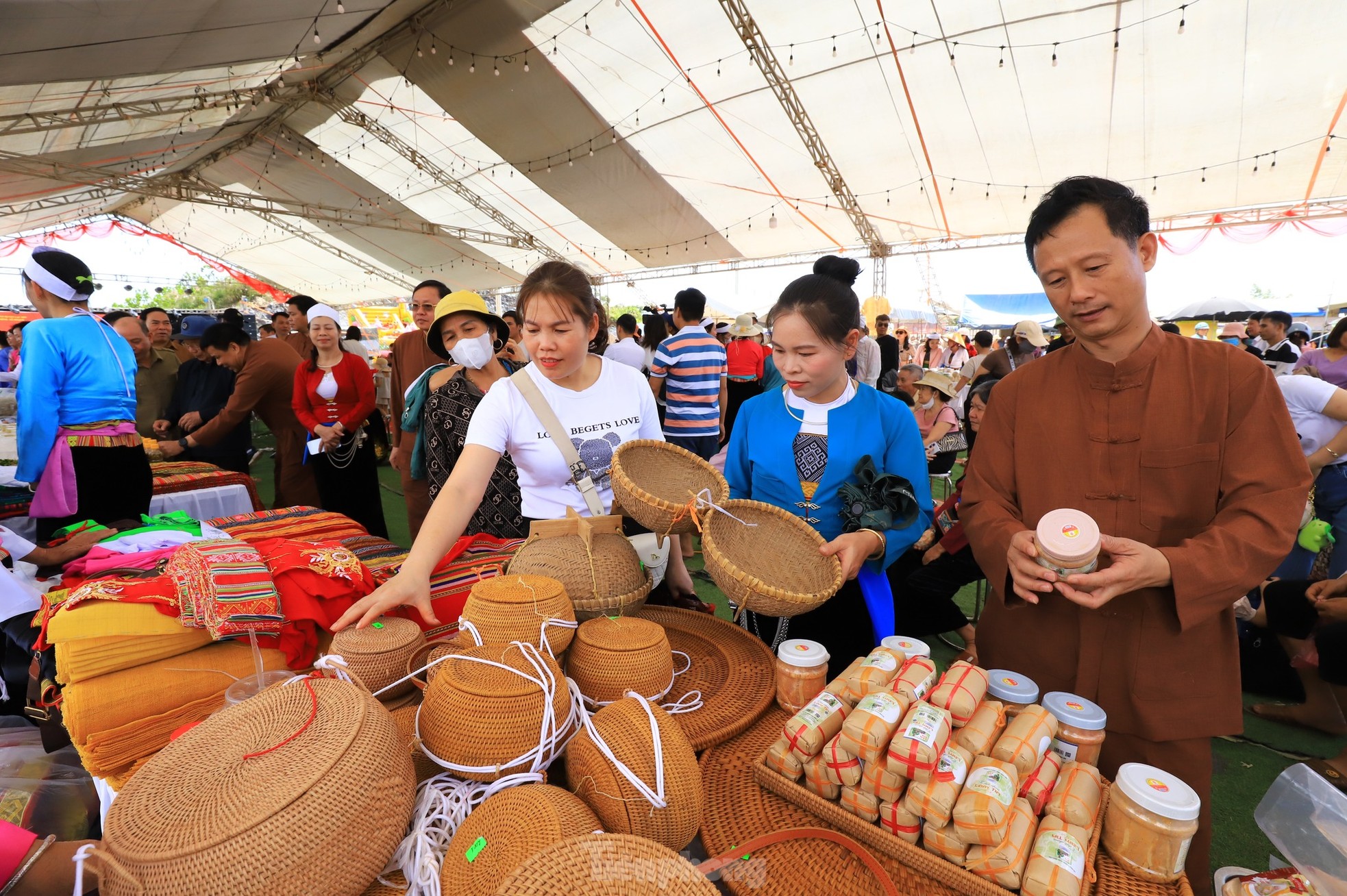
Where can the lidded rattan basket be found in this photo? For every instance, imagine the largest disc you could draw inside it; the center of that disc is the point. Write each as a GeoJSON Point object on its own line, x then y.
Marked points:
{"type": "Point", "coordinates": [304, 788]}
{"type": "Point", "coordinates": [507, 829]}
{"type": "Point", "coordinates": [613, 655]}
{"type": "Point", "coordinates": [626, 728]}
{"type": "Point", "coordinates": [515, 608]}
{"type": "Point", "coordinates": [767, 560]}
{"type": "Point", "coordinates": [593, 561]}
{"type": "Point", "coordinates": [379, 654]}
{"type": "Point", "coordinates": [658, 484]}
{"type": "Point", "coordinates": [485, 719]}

---

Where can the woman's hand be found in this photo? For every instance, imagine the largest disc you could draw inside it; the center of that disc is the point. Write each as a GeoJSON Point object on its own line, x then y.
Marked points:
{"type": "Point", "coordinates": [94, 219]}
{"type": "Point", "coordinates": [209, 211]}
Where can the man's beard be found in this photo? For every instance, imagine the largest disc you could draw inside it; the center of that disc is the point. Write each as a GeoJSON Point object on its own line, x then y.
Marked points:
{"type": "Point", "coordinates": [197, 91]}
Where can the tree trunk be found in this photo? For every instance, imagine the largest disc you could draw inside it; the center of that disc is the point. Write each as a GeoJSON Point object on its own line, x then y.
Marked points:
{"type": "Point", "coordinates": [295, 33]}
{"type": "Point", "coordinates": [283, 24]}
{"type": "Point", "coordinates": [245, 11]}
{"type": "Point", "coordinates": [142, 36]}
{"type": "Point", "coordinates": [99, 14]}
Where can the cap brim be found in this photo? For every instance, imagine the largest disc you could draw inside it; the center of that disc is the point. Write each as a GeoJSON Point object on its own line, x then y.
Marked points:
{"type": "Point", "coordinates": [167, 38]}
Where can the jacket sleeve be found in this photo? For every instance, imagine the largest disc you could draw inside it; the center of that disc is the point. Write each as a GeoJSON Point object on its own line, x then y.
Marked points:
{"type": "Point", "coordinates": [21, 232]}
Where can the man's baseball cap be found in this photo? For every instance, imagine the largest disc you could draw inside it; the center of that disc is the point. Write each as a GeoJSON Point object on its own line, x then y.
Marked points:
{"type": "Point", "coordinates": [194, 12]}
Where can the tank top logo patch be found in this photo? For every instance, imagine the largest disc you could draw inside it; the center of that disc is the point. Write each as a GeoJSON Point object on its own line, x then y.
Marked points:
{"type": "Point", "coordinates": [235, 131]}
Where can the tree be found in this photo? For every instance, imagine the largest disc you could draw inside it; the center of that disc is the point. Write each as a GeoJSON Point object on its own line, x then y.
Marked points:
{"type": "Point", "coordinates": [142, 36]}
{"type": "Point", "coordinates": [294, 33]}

Work to complete: List each line of the listing above that contains the word "tree".

Output of the exercise:
Where can the tree trunk be found in this photo? For every instance, imagine the largest disc you could draw inside it; the center of that disc is the point. Write each as a GeoJSON Point object on its own line, x then y.
Where can the tree be found in this photo? For every instance, imagine the largest disc you could draw inside it; the center of that disc is the point. Write each as a GeoJSON Point object on its own line, x then y.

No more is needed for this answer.